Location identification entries
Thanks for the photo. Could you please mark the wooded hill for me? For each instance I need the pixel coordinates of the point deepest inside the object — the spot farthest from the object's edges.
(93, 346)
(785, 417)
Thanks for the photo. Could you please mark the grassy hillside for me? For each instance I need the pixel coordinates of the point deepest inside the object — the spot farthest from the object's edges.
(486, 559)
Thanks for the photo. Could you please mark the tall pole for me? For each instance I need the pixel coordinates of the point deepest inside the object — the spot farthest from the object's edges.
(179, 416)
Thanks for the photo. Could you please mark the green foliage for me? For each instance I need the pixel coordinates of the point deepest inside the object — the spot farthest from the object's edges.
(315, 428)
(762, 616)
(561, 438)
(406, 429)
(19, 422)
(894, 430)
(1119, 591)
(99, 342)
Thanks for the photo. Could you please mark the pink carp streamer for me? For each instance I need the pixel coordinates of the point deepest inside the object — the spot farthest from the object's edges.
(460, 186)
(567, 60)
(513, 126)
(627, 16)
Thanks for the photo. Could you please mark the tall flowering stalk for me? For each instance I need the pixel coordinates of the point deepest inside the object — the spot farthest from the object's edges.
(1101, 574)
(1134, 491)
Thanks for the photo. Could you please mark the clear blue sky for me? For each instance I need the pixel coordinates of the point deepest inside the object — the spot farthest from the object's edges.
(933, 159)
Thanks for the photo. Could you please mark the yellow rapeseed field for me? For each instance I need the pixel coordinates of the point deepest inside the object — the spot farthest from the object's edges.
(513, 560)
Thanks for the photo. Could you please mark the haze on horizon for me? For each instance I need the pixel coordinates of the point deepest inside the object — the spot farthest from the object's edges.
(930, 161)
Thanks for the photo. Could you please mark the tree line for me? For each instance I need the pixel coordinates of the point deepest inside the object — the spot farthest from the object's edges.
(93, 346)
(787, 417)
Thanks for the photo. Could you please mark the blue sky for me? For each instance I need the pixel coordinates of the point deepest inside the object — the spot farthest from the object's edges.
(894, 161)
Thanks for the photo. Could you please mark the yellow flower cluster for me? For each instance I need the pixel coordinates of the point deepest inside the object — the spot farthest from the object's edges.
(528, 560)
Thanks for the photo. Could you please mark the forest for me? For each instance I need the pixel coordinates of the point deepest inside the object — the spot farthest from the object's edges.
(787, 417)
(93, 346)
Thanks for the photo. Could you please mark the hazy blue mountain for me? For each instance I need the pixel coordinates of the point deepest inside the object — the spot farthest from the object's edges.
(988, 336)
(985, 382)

* * *

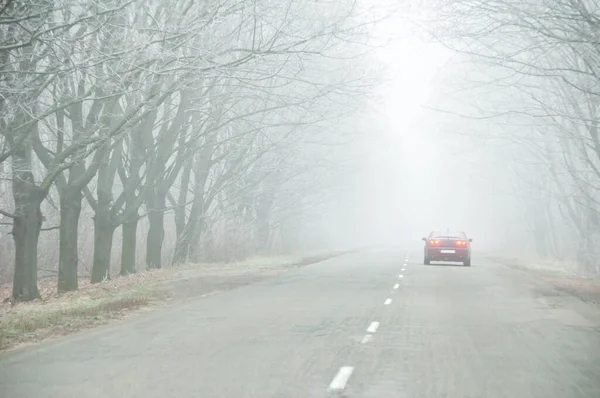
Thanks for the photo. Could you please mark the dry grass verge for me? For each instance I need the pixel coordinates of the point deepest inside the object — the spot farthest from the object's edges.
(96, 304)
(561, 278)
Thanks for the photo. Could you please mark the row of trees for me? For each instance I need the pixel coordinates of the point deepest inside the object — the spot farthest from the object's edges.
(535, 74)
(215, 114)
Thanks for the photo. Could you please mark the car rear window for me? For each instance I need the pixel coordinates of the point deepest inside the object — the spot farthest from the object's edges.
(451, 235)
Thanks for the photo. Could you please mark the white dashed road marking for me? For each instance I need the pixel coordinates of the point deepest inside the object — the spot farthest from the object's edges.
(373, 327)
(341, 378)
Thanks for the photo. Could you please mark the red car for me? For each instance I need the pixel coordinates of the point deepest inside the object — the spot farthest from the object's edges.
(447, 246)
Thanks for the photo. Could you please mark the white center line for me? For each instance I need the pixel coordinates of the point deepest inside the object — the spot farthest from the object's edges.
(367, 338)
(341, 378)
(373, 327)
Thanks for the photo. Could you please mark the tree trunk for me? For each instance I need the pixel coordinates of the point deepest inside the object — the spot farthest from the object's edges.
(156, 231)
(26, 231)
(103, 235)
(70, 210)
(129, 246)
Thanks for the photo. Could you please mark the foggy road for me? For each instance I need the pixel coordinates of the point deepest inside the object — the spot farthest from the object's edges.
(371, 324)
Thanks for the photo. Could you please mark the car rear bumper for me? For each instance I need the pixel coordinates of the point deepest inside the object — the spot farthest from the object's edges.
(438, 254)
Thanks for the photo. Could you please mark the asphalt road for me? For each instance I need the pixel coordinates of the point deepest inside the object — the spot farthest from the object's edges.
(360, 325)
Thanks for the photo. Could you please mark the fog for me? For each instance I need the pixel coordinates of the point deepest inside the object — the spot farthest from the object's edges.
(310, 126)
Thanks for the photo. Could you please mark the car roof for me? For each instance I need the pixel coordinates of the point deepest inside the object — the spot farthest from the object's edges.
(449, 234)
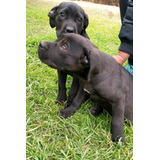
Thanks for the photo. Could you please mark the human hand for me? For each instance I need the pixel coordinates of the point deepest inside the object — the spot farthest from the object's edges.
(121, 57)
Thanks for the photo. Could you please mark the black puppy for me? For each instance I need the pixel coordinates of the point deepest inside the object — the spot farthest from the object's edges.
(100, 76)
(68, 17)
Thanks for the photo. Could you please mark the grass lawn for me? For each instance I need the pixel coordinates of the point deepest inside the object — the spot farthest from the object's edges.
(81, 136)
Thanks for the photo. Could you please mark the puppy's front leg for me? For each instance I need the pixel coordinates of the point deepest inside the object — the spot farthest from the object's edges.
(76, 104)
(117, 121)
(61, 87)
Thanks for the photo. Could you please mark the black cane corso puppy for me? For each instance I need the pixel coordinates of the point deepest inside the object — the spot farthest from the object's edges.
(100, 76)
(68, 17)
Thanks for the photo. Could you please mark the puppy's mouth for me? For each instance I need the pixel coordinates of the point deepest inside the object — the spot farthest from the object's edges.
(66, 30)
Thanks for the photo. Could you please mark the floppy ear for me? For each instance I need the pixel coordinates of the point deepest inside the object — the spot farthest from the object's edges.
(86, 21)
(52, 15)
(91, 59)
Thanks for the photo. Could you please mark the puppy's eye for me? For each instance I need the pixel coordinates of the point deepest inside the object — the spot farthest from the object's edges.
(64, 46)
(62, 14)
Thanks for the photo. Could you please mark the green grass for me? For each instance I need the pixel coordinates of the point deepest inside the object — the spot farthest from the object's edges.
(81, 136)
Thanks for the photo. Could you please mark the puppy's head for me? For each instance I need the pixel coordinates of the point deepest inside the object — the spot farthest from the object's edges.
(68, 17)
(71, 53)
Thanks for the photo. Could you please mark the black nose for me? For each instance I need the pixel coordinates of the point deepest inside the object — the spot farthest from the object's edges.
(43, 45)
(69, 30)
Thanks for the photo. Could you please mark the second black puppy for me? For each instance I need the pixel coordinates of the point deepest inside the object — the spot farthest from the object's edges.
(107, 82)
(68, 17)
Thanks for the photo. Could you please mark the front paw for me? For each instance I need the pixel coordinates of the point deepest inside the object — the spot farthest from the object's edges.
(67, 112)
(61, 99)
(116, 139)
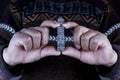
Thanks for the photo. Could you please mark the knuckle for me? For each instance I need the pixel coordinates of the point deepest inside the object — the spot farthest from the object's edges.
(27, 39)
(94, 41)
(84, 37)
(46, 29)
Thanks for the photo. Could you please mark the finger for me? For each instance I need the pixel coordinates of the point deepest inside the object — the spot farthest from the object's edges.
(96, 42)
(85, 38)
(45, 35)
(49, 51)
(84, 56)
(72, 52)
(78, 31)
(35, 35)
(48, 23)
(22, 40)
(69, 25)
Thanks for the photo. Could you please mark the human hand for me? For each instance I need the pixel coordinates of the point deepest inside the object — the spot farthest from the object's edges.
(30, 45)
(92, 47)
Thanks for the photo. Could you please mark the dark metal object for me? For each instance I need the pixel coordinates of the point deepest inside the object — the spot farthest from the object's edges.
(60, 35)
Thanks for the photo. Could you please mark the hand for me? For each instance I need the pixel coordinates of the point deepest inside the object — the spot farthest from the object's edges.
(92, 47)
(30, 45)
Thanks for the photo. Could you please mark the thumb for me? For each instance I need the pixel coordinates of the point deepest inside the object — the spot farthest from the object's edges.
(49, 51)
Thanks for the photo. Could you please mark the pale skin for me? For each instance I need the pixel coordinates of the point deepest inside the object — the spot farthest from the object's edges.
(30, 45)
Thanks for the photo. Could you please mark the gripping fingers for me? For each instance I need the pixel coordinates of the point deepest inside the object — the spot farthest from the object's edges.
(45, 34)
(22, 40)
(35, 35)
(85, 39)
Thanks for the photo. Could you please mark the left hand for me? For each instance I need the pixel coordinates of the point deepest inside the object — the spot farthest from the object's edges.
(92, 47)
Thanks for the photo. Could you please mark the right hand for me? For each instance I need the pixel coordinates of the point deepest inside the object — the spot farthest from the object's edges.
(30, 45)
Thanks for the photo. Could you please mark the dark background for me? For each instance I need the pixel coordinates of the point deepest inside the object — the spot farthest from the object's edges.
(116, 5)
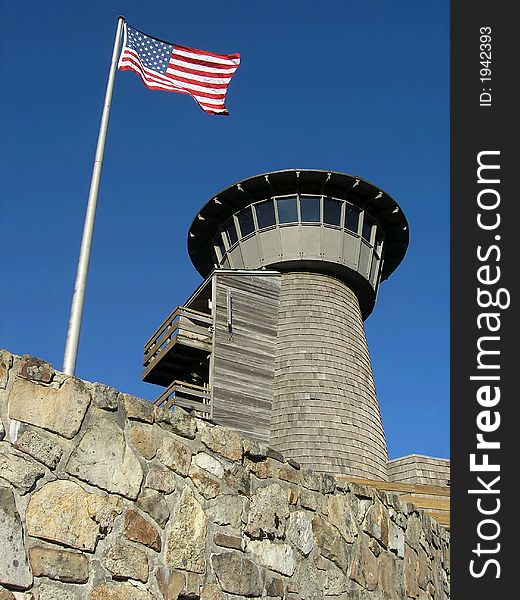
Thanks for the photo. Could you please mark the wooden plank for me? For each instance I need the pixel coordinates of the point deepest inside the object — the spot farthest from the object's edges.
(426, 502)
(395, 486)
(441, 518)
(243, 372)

...

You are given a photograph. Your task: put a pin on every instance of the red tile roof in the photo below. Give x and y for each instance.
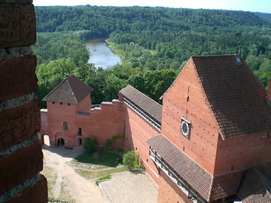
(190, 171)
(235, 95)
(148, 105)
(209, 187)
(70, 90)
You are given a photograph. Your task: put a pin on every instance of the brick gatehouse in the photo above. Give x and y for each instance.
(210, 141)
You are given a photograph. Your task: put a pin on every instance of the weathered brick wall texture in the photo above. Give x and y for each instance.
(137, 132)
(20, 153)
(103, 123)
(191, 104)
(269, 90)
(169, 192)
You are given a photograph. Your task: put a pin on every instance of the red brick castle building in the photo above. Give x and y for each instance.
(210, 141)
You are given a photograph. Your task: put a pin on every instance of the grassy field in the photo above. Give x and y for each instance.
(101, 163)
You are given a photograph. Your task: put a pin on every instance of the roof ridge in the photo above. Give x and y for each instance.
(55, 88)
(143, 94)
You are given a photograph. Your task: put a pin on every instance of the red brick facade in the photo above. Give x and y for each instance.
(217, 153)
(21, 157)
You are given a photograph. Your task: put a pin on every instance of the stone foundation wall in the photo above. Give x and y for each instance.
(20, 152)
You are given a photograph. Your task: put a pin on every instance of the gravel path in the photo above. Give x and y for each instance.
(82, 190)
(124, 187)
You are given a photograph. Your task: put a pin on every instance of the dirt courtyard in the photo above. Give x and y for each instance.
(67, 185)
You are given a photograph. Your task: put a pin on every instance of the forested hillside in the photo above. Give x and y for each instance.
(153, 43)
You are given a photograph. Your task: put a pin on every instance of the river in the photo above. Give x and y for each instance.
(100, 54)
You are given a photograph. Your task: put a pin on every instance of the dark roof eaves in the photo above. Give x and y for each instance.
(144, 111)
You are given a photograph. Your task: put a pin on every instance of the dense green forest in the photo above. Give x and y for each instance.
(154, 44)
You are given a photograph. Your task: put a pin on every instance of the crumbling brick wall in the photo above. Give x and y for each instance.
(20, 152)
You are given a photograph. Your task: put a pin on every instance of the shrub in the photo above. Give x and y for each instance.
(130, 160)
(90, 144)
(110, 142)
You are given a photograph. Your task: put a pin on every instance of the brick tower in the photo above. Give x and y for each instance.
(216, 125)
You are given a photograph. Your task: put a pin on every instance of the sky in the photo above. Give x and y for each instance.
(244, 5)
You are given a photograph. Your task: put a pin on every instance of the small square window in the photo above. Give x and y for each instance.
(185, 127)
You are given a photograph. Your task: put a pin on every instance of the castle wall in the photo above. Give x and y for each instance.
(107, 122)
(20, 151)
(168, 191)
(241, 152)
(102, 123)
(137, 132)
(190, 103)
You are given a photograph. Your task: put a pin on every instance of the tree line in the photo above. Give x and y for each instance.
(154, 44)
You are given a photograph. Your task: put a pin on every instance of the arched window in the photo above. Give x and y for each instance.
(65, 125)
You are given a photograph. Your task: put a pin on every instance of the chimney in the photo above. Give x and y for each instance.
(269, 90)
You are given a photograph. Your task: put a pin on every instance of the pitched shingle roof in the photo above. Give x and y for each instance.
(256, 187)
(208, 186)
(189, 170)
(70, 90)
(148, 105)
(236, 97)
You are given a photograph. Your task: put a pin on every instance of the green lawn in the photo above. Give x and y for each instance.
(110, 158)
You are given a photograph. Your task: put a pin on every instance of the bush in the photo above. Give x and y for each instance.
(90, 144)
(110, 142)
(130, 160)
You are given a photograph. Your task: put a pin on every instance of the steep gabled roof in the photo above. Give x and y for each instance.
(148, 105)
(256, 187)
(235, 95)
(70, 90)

TO BE DONE:
Pick out each line in the records above that contains the word "front", and copy those lines.

RESULT OF THE EXERCISE:
Thanks for the photo. Could you please mark the puppy's front leg for me? For each instance I need the pixel coordinates of the point deepest inside the object — the spot farthest from the object's edges.
Thanks for the photo. Could you please mark the front paw for me? For each instance I need the pixel coordinates of the point deepest inside the object — the spot farthest from the object's edges.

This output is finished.